Referring expression data
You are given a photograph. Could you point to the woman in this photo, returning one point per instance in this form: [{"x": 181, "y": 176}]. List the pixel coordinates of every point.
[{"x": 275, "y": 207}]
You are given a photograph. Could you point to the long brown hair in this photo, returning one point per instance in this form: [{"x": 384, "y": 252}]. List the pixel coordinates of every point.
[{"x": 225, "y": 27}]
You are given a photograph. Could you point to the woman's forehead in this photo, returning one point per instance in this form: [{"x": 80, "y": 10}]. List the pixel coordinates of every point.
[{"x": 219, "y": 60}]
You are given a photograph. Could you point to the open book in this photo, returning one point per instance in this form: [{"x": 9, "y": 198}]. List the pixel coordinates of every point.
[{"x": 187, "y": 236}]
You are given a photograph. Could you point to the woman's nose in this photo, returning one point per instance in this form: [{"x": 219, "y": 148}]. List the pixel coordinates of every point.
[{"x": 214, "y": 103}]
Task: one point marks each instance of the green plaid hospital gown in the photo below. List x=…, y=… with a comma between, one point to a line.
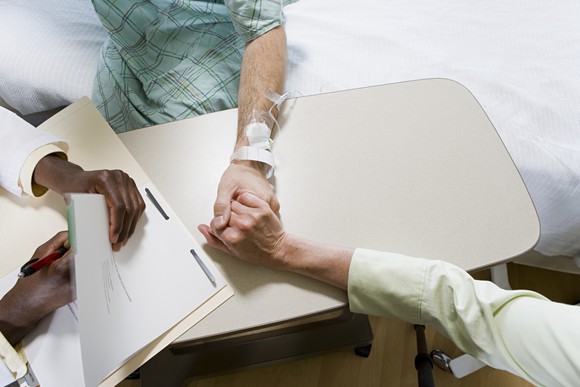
x=172, y=59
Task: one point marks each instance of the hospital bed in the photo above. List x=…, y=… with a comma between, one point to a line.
x=520, y=59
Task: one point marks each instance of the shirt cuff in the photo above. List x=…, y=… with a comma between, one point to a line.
x=386, y=284
x=26, y=181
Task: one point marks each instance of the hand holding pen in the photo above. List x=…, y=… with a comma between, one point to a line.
x=36, y=264
x=34, y=296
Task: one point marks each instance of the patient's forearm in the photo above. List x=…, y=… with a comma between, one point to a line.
x=263, y=70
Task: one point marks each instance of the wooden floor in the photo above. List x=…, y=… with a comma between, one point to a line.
x=393, y=351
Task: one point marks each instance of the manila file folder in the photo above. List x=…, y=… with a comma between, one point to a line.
x=117, y=292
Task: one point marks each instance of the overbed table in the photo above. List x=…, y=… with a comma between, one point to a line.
x=413, y=167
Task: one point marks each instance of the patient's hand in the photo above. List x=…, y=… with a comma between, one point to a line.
x=37, y=295
x=121, y=194
x=241, y=177
x=254, y=233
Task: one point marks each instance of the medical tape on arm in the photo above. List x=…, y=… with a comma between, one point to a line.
x=259, y=134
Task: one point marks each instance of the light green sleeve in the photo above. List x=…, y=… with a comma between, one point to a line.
x=482, y=319
x=252, y=18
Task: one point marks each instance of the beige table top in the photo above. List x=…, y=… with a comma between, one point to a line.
x=413, y=167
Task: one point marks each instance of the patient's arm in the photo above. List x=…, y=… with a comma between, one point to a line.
x=121, y=194
x=263, y=70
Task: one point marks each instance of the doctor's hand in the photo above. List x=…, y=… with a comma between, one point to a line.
x=241, y=177
x=254, y=233
x=121, y=193
x=39, y=294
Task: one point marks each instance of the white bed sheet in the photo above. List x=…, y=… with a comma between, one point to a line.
x=520, y=59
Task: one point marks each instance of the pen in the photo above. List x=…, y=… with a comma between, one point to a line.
x=203, y=266
x=156, y=204
x=35, y=265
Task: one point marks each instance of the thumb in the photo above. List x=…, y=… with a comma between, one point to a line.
x=222, y=210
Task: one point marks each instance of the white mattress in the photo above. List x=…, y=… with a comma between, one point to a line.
x=520, y=59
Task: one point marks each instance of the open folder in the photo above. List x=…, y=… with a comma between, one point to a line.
x=131, y=304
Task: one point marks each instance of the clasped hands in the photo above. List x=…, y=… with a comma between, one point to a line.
x=245, y=224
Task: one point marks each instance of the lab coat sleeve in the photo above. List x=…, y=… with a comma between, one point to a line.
x=518, y=331
x=22, y=145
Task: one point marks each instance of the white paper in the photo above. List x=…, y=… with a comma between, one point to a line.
x=127, y=299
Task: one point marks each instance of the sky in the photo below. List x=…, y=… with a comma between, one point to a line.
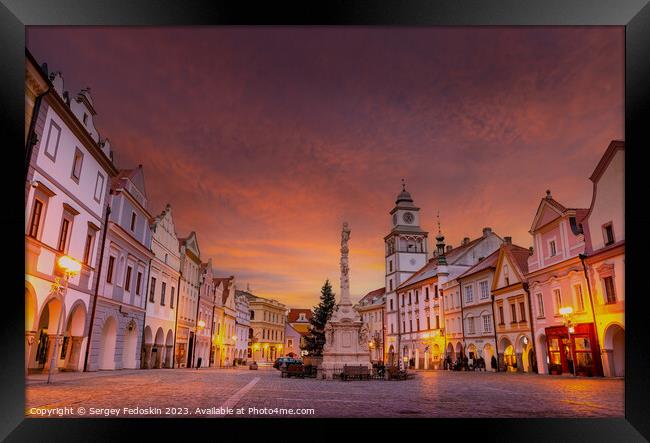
x=265, y=140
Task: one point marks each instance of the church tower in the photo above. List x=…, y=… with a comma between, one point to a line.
x=406, y=244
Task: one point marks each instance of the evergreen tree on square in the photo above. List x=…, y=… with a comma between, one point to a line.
x=315, y=340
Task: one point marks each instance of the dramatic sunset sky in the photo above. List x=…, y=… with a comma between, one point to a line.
x=264, y=140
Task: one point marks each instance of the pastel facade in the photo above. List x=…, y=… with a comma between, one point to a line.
x=188, y=300
x=162, y=303
x=512, y=312
x=268, y=318
x=372, y=308
x=116, y=338
x=557, y=280
x=242, y=328
x=206, y=324
x=430, y=304
x=66, y=194
x=605, y=256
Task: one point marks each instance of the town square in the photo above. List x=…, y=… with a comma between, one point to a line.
x=217, y=234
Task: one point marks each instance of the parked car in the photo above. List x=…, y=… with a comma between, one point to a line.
x=288, y=360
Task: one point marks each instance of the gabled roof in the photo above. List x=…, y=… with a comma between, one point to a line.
x=517, y=256
x=431, y=268
x=556, y=206
x=610, y=152
x=488, y=262
x=294, y=314
x=370, y=296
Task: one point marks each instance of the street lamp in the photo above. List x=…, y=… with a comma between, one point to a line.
x=70, y=267
x=567, y=312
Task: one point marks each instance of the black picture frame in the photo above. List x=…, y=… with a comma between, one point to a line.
x=633, y=14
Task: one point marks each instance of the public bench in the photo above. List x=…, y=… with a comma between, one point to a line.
x=293, y=371
x=355, y=372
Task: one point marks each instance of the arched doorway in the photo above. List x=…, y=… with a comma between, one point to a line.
x=107, y=344
x=169, y=345
x=130, y=346
x=615, y=350
x=31, y=310
x=158, y=349
x=542, y=360
x=74, y=336
x=45, y=335
x=488, y=353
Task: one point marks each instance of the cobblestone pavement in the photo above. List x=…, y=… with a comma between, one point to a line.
x=244, y=393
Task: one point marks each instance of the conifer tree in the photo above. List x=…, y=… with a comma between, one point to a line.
x=315, y=340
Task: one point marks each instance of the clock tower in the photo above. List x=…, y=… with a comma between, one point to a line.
x=406, y=244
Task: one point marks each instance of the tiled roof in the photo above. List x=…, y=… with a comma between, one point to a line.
x=368, y=298
x=294, y=314
x=488, y=262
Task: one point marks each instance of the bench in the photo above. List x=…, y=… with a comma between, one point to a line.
x=355, y=372
x=293, y=370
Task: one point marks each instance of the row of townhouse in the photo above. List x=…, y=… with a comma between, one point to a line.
x=107, y=284
x=556, y=307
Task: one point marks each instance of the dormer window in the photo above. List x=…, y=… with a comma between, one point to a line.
x=608, y=234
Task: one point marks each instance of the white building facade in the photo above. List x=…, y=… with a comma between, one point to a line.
x=67, y=182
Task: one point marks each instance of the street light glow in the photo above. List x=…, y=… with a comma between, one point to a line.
x=69, y=264
x=567, y=310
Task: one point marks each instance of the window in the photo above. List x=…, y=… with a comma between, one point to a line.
x=99, y=187
x=557, y=297
x=610, y=294
x=608, y=233
x=109, y=273
x=127, y=282
x=487, y=323
x=138, y=283
x=540, y=306
x=580, y=300
x=76, y=165
x=35, y=223
x=64, y=233
x=470, y=325
x=152, y=292
x=484, y=290
x=52, y=142
x=469, y=295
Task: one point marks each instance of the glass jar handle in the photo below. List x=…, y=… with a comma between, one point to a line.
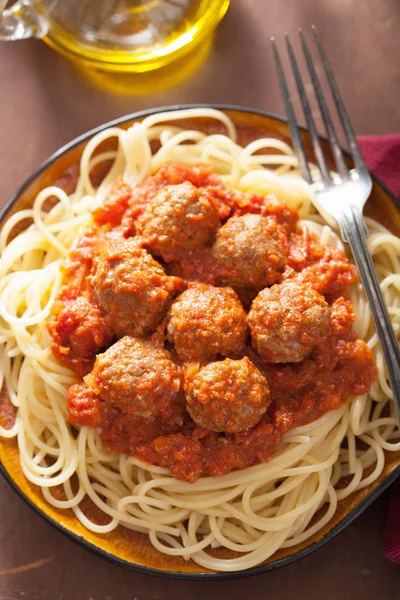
x=21, y=21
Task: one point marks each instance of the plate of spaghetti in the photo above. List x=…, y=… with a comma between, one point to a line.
x=191, y=382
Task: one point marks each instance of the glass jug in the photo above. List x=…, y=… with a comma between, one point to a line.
x=115, y=35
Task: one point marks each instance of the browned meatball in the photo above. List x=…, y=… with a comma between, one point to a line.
x=206, y=321
x=247, y=254
x=288, y=321
x=138, y=377
x=230, y=396
x=132, y=289
x=179, y=218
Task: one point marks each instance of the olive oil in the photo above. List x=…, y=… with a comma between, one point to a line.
x=129, y=35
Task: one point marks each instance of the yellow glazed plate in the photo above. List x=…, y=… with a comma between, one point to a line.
x=124, y=547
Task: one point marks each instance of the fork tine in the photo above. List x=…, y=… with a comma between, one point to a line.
x=319, y=154
x=294, y=130
x=343, y=115
x=330, y=129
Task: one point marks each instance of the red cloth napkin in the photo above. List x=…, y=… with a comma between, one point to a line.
x=382, y=155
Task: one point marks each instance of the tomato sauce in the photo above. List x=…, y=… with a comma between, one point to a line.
x=341, y=367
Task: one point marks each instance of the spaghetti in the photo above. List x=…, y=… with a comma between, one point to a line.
x=253, y=511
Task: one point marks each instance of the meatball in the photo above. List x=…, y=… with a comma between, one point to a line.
x=246, y=253
x=138, y=377
x=132, y=289
x=206, y=321
x=229, y=396
x=180, y=217
x=288, y=321
x=79, y=333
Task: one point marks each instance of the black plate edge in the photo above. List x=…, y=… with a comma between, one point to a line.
x=349, y=518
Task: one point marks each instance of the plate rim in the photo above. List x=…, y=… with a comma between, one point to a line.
x=105, y=555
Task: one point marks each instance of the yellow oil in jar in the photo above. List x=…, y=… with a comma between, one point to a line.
x=130, y=35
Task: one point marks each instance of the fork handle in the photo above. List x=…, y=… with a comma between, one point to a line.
x=354, y=232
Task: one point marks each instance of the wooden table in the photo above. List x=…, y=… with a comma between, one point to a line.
x=45, y=102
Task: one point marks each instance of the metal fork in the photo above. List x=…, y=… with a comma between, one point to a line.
x=343, y=196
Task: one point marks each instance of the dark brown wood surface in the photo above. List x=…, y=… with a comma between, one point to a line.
x=45, y=102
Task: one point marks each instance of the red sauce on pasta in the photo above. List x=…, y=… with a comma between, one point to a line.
x=173, y=342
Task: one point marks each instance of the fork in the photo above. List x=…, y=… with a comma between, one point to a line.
x=340, y=196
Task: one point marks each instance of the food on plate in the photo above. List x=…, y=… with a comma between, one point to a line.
x=186, y=348
x=288, y=321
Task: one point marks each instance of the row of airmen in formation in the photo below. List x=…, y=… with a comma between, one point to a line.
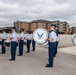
x=14, y=38
x=52, y=49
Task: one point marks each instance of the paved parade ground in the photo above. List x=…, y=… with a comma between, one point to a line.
x=34, y=63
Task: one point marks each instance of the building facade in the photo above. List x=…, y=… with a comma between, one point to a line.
x=62, y=27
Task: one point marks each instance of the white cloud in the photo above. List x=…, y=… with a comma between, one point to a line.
x=13, y=10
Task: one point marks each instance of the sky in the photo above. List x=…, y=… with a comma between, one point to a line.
x=28, y=10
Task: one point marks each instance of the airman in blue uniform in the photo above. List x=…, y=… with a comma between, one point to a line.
x=57, y=42
x=52, y=45
x=13, y=44
x=4, y=37
x=21, y=42
x=29, y=38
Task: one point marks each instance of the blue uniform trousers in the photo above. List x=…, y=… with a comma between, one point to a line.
x=56, y=48
x=21, y=43
x=33, y=45
x=28, y=45
x=13, y=50
x=51, y=52
x=3, y=47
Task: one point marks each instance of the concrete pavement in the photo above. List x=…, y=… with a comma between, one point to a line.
x=34, y=63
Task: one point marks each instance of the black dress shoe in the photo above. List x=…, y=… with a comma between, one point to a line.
x=49, y=65
x=27, y=52
x=12, y=59
x=19, y=55
x=2, y=53
x=32, y=50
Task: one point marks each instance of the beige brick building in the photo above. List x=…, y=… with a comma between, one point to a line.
x=62, y=27
x=20, y=24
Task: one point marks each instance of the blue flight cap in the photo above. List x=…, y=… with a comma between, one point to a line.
x=53, y=25
x=14, y=28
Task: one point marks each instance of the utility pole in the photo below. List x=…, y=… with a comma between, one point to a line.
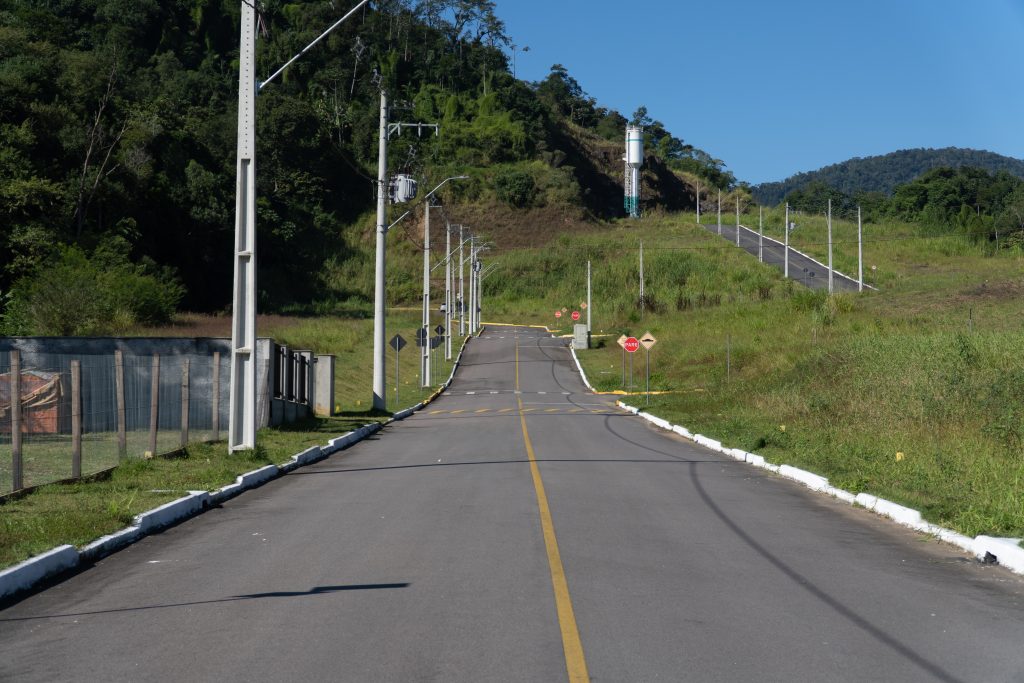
x=425, y=355
x=785, y=251
x=242, y=429
x=462, y=289
x=860, y=253
x=720, y=213
x=737, y=218
x=829, y=248
x=448, y=291
x=761, y=233
x=380, y=345
x=641, y=279
x=472, y=284
x=698, y=202
x=589, y=306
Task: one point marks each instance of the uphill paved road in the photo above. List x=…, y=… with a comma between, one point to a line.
x=804, y=269
x=522, y=529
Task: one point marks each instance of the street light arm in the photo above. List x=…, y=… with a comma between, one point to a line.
x=454, y=177
x=306, y=48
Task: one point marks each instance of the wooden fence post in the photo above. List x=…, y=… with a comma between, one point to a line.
x=76, y=419
x=154, y=404
x=216, y=395
x=184, y=402
x=16, y=475
x=119, y=390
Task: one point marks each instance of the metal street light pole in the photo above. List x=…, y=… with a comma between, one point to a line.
x=462, y=287
x=425, y=356
x=448, y=291
x=243, y=393
x=380, y=345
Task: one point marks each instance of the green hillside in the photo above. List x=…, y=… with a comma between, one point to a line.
x=884, y=173
x=118, y=140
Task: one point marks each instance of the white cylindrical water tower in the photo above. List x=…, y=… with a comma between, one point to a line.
x=634, y=160
x=634, y=146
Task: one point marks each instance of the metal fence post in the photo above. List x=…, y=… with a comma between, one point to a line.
x=184, y=402
x=16, y=474
x=119, y=390
x=216, y=395
x=76, y=419
x=154, y=404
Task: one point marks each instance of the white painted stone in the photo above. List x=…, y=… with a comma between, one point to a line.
x=173, y=511
x=842, y=495
x=809, y=479
x=865, y=501
x=1008, y=551
x=109, y=544
x=899, y=513
x=682, y=431
x=26, y=574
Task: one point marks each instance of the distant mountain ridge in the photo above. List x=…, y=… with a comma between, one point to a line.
x=884, y=172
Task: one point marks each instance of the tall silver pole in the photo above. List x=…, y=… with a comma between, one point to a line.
x=448, y=291
x=589, y=306
x=462, y=288
x=242, y=427
x=785, y=251
x=860, y=253
x=737, y=219
x=829, y=249
x=698, y=204
x=380, y=346
x=479, y=294
x=720, y=213
x=472, y=285
x=425, y=355
x=761, y=233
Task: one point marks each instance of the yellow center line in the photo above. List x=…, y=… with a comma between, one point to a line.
x=576, y=665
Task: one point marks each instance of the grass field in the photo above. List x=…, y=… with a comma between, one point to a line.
x=913, y=392
x=78, y=513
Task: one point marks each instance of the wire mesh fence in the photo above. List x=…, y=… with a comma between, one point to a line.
x=65, y=416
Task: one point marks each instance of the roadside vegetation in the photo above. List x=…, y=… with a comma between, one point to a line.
x=912, y=392
x=80, y=512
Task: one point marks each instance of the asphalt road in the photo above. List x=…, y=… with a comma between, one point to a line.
x=538, y=536
x=805, y=270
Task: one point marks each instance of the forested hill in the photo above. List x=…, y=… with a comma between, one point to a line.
x=118, y=145
x=884, y=173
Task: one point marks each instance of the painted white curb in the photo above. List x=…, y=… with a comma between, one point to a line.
x=1006, y=552
x=28, y=573
x=171, y=512
x=808, y=257
x=23, y=577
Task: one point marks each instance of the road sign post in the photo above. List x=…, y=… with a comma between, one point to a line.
x=647, y=341
x=630, y=346
x=622, y=342
x=397, y=343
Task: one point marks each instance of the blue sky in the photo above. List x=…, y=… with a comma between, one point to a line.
x=774, y=88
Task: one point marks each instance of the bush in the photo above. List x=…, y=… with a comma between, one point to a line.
x=515, y=188
x=77, y=295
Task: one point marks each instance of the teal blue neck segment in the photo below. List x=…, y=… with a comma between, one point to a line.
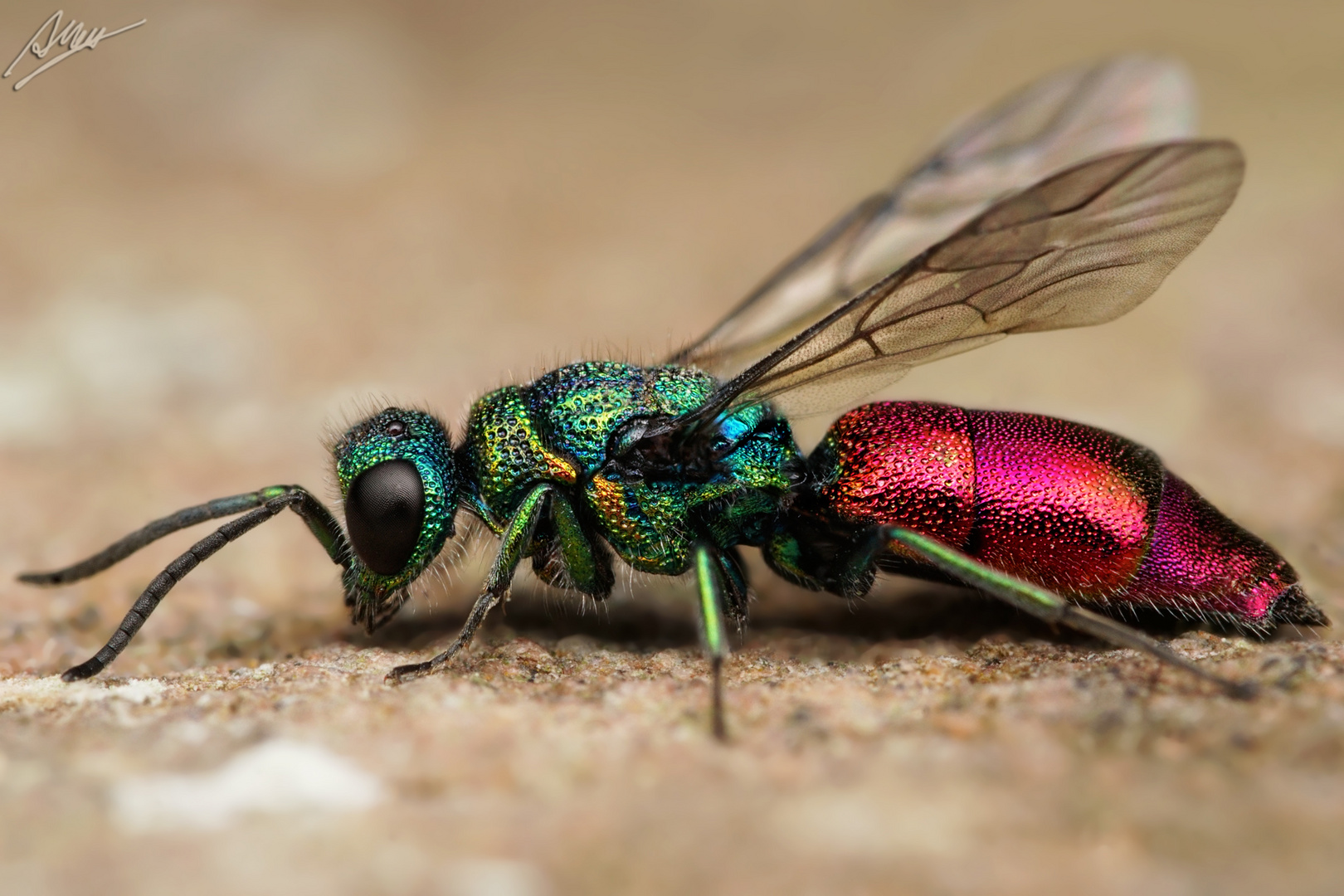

## TASK DIRECTIONS
Please copy the lines exactly, beginning at the one containing "Task: one point marks each instance of the blue sky" and ending at the last line of the records above, both included, with the pictures left out.

## RESULT
Task: one point marks each instance of the blue sky in the photo above. List x=…, y=… with a comma between, one point to a line.
x=774, y=88
Task: one point marks each instance of the bush in the photo above. List x=…, y=… with a comma between, one point to a line.
x=515, y=188
x=77, y=295
Task: one point marks each instance of the teal blue neck segment in the photo below. List x=…, y=… with a comma between, one point to a line.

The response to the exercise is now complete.